▶ _TASK_
Images excepted, the data below must be repeated exactly.

Point-per-instance localization data
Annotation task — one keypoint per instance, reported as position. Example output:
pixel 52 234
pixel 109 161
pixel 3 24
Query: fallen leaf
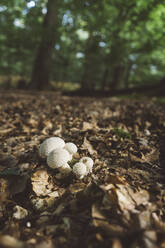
pixel 87 146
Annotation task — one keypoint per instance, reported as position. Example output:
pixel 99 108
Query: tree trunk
pixel 40 79
pixel 88 81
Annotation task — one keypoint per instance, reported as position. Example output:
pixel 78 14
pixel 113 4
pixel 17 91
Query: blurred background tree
pixel 87 44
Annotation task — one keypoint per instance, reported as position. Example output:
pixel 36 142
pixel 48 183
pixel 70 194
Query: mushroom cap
pixel 58 158
pixel 49 145
pixel 65 169
pixel 71 147
pixel 80 170
pixel 88 162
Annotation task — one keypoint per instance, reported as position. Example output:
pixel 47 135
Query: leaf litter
pixel 121 204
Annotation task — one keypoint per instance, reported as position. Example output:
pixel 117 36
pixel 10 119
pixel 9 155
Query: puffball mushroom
pixel 49 145
pixel 71 148
pixel 58 158
pixel 65 169
pixel 80 170
pixel 88 162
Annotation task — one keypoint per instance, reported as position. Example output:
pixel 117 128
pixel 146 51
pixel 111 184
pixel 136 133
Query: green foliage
pixel 108 43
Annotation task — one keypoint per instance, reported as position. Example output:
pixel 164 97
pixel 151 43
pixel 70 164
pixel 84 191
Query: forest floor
pixel 121 204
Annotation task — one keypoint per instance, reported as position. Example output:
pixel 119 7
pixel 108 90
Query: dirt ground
pixel 120 204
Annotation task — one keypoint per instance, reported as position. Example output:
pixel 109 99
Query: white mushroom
pixel 79 169
pixel 71 148
pixel 88 162
pixel 49 145
pixel 58 158
pixel 65 169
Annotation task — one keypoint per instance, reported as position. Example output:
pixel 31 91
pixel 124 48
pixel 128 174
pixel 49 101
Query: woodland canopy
pixel 78 44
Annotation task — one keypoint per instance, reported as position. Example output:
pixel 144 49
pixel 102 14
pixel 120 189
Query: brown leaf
pixel 100 221
pixel 87 145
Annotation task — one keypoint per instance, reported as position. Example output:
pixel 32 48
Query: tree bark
pixel 88 81
pixel 40 78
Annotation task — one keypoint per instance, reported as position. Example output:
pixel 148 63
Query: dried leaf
pixel 100 221
pixel 87 145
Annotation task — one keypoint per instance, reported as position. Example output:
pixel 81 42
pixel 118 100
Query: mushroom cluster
pixel 59 156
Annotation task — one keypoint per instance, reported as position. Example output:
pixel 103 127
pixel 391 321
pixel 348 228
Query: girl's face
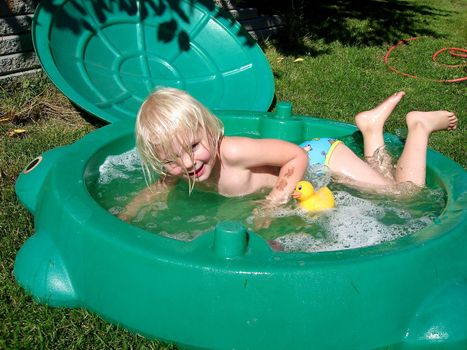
pixel 197 164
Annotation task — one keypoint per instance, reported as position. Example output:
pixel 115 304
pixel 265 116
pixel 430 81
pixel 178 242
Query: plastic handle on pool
pixel 230 239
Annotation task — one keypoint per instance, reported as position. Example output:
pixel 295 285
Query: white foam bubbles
pixel 356 222
pixel 119 167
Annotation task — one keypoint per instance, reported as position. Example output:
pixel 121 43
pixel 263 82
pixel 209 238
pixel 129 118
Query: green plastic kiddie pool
pixel 226 289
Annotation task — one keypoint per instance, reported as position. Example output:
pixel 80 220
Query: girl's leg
pixel 349 168
pixel 371 123
pixel 412 162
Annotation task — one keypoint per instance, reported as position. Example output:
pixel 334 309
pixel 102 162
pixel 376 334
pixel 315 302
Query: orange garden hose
pixel 454 51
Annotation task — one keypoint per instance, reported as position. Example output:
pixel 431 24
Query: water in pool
pixel 359 219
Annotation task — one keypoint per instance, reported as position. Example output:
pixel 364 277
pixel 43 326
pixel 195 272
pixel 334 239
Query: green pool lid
pixel 107 56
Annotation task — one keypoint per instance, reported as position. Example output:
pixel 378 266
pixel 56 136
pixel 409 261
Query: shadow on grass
pixel 350 22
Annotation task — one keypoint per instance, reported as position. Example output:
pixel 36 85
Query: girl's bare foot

▶ _EXERCISE ANSWER_
Annotation task — one keypoint per instance, reported as position. Example output:
pixel 52 234
pixel 109 161
pixel 3 24
Query: fallen leaf
pixel 87 146
Annotation task — one keypoint per instance, reported as position. Example output:
pixel 99 108
Query: tree trunk
pixel 40 79
pixel 88 81
Annotation task — one keypoint per instance, reported as position. Example output:
pixel 78 14
pixel 113 4
pixel 17 91
Query: blurred background tree
pixel 87 44
Annotation task — one keypoint per instance, reported as position. Example output:
pixel 36 142
pixel 48 183
pixel 70 194
Query: mushroom cap
pixel 58 158
pixel 49 145
pixel 65 169
pixel 71 147
pixel 80 170
pixel 88 162
Annotation task — one keypoint per instance, reported as position. Example output:
pixel 47 135
Query: leaf litter
pixel 121 204
Annotation task — one keypoint per instance, reported as position. Example output:
pixel 117 36
pixel 10 119
pixel 9 155
Query: puffball mushroom
pixel 49 145
pixel 71 148
pixel 58 158
pixel 65 169
pixel 80 170
pixel 88 162
Annotation task — one keypoint per instance, reported as position. Example output:
pixel 117 128
pixel 146 51
pixel 111 184
pixel 136 133
Query: green foliage
pixel 108 43
Annotation task — one keypoint per instance, reported as position. Example output:
pixel 164 97
pixel 151 43
pixel 70 164
pixel 84 191
Query: forest floor
pixel 121 204
Annotation task — one keypoint per instance, reported as position. Example output:
pixel 119 7
pixel 108 90
Query: dirt ground
pixel 120 204
Annotation task — one keypoint per instance, reported as position. Example output:
pixel 109 99
Query: white mushroom
pixel 79 169
pixel 71 148
pixel 88 162
pixel 49 145
pixel 58 158
pixel 65 169
Annotation task — one keypoint per instance, reported as position. Example output:
pixel 31 91
pixel 124 48
pixel 128 174
pixel 49 101
Query: woodland canopy
pixel 78 44
Annotation task — one keypoint per instance, reported as position. Example output:
pixel 144 49
pixel 102 14
pixel 120 189
Query: brown leaf
pixel 100 221
pixel 87 145
Annotation task — one keypoint per instance, reported as position. Example output:
pixel 32 48
Query: tree bark
pixel 88 81
pixel 40 78
Annotation task — one keypoint per instance, reported as position. Example output:
pixel 148 63
Query: dried leaf
pixel 100 221
pixel 87 145
Annotation task — one keypoint per instance, reported as position. Example output:
pixel 81 42
pixel 118 100
Query: mushroom cluster
pixel 59 156
Annotation task — one keypoint per instance, reported as position. Example output:
pixel 103 127
pixel 391 321
pixel 348 228
Query: girl's face
pixel 197 164
Annotation task — one keypoint per instance, reported as position. Example output:
pixel 115 304
pixel 265 116
pixel 430 81
pixel 178 242
Query: plastic handle on pool
pixel 230 239
Annotation task — one keypoint per instance, reported as position. Example output:
pixel 295 285
Query: white foam bubbles
pixel 356 222
pixel 119 167
Annotation task — one keypoint per instance, reported as position. Example output:
pixel 121 43
pixel 263 82
pixel 209 238
pixel 129 118
Query: green plastic kiddie pool
pixel 226 289
Annotation task — one keypoint per instance, reported as position. Example output:
pixel 80 220
Query: girl's leg
pixel 349 168
pixel 371 123
pixel 412 162
Annotation task — one keypoint per instance, reported as position. Example output:
pixel 334 309
pixel 102 162
pixel 376 334
pixel 315 302
Query: orange garden hose
pixel 454 51
Annotation task — one keypoint per instance, reported as position. Example output:
pixel 431 24
Query: water in pool
pixel 359 219
Annotation task — one keypoint per instance, reported as position. Example output:
pixel 364 277
pixel 43 326
pixel 195 272
pixel 334 239
Query: green pool lid
pixel 107 56
Annotation task — one keypoint per instance, reported as position. Example output:
pixel 378 266
pixel 56 136
pixel 409 261
Query: shadow on grass
pixel 350 22
Annotation task — one keypoint per instance, reported as position. Example output:
pixel 36 85
Query: girl's bare foot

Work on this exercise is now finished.